Starting at the line that contains "Thank you for the photo. Could you pin the green grass" and continuing through the end of the records, present those lines as a Markdown table with the columns No. and Text, skipping blank lines.

Listed entries
------
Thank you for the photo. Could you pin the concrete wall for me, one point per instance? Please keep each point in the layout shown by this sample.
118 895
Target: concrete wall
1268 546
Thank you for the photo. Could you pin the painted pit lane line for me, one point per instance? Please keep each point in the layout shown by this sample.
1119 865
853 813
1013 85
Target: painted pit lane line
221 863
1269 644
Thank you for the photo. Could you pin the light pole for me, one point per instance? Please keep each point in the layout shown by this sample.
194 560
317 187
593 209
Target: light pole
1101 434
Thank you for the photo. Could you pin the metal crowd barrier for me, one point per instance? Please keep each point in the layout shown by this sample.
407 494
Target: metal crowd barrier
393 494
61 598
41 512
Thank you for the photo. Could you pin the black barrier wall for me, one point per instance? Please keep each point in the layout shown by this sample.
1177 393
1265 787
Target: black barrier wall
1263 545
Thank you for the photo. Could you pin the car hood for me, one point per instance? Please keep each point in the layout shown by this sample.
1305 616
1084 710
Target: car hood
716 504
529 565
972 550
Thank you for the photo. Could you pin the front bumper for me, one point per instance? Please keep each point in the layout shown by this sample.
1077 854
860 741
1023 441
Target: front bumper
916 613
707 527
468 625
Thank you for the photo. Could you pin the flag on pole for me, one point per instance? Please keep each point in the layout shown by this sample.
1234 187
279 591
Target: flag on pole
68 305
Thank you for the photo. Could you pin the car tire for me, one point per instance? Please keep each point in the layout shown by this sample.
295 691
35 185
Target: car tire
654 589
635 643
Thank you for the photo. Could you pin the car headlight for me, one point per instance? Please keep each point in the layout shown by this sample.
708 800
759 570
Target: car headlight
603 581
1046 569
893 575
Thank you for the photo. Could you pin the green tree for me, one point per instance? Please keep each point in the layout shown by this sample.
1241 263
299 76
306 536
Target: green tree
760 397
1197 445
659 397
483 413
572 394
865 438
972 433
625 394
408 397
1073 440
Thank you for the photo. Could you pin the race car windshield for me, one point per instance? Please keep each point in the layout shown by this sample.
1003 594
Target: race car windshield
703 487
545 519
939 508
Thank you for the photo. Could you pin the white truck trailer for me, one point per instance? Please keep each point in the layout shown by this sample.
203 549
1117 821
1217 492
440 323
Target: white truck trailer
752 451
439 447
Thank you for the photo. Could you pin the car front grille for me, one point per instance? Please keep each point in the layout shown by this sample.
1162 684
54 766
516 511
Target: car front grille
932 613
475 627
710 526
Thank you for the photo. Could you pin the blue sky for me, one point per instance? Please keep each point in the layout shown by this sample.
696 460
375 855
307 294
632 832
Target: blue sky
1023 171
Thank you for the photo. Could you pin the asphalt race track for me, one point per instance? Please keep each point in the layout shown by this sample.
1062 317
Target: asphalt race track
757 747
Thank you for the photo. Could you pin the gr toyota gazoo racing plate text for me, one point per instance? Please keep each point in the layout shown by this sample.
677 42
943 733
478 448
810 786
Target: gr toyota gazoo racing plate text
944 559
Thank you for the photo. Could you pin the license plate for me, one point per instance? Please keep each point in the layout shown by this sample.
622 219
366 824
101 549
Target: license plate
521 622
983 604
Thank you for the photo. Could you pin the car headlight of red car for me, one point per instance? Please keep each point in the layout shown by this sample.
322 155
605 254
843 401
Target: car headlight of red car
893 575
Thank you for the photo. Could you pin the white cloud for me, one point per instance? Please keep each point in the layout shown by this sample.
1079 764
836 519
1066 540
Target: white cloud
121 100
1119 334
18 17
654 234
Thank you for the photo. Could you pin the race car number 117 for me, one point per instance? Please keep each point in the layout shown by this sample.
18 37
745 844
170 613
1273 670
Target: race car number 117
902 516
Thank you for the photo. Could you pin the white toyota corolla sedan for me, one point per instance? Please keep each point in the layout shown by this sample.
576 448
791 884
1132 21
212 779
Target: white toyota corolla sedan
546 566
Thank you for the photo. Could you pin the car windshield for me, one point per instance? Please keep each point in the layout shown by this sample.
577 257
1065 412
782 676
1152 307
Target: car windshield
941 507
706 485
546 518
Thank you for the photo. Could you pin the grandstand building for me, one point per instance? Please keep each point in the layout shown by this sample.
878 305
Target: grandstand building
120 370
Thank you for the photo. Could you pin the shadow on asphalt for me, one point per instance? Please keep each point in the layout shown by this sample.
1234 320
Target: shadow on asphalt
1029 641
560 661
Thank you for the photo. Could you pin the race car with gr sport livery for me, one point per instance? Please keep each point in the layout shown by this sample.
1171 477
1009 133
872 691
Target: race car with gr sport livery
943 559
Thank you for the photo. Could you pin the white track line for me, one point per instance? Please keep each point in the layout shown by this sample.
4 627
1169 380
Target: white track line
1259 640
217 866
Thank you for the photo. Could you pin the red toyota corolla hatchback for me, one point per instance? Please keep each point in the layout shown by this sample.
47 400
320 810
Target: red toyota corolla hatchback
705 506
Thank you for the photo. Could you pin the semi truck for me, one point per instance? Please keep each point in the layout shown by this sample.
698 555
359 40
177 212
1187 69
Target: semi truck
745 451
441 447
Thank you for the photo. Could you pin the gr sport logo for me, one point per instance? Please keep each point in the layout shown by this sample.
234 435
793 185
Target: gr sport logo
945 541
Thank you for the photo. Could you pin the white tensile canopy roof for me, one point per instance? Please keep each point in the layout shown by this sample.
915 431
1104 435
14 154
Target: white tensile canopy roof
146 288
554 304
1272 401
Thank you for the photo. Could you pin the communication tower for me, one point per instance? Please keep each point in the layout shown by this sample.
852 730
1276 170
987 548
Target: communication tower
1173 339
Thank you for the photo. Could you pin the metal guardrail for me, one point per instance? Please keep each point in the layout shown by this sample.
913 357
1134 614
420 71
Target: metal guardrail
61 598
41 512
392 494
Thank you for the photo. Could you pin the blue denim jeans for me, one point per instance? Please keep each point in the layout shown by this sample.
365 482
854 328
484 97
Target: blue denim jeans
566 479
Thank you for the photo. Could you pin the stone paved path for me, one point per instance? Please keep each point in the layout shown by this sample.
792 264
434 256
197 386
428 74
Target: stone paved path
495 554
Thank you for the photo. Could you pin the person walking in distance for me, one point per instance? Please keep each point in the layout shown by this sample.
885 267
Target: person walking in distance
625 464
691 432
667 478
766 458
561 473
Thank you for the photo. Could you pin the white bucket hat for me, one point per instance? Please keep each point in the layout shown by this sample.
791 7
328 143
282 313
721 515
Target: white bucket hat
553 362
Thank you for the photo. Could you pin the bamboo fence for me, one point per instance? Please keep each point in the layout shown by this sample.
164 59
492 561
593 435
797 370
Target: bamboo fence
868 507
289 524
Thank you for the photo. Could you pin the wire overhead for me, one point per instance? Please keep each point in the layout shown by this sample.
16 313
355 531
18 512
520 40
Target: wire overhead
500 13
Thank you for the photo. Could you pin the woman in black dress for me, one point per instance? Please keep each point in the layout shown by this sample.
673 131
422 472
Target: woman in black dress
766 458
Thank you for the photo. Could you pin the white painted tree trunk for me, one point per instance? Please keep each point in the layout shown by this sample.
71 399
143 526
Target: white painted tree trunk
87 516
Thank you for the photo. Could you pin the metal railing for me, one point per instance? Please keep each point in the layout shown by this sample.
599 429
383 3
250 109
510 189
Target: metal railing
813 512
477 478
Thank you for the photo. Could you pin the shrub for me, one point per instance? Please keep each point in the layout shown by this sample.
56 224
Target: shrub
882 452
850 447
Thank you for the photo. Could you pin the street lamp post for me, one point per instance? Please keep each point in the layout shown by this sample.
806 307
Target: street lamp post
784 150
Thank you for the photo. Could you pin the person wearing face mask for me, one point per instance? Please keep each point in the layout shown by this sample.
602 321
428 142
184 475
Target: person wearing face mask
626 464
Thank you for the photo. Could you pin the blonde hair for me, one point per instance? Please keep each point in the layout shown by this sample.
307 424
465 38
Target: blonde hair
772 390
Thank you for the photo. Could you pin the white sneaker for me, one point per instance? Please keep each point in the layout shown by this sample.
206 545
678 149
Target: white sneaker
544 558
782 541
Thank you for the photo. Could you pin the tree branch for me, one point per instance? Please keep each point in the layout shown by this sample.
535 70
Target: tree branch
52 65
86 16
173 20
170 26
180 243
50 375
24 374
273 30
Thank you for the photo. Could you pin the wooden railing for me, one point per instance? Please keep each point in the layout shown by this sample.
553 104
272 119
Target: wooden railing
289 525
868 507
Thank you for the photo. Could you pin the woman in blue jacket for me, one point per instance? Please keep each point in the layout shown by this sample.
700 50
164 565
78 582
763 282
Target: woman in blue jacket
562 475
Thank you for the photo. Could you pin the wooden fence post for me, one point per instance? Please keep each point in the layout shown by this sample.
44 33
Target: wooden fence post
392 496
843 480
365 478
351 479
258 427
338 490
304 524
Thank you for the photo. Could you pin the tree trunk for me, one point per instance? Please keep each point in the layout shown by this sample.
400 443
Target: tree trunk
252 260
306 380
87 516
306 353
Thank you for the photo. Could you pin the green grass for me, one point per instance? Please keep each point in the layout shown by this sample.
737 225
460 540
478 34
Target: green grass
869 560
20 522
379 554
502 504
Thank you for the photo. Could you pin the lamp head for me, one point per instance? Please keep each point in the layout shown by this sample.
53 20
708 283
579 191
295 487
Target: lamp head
------
Exercise answer
| No. | Text |
|---|---|
| 1 | Thank you for the photo. Could you pin the green grass for me, one point per instance? Please keep each point in the layout shown by this sample. |
| 2 | 737 225 |
| 3 | 460 540 |
| 4 | 478 34 |
| 5 | Target: green grass |
| 6 | 869 560 |
| 7 | 20 522 |
| 8 | 379 554 |
| 9 | 502 504 |
| 10 | Thank you for the photo. Could you pin the lamp head for me, one point per instance? Please keep each point in the layout shown by this sample. |
| 11 | 53 20 |
| 12 | 708 283 |
| 13 | 579 191 |
| 14 | 295 487 |
| 15 | Target: lamp head |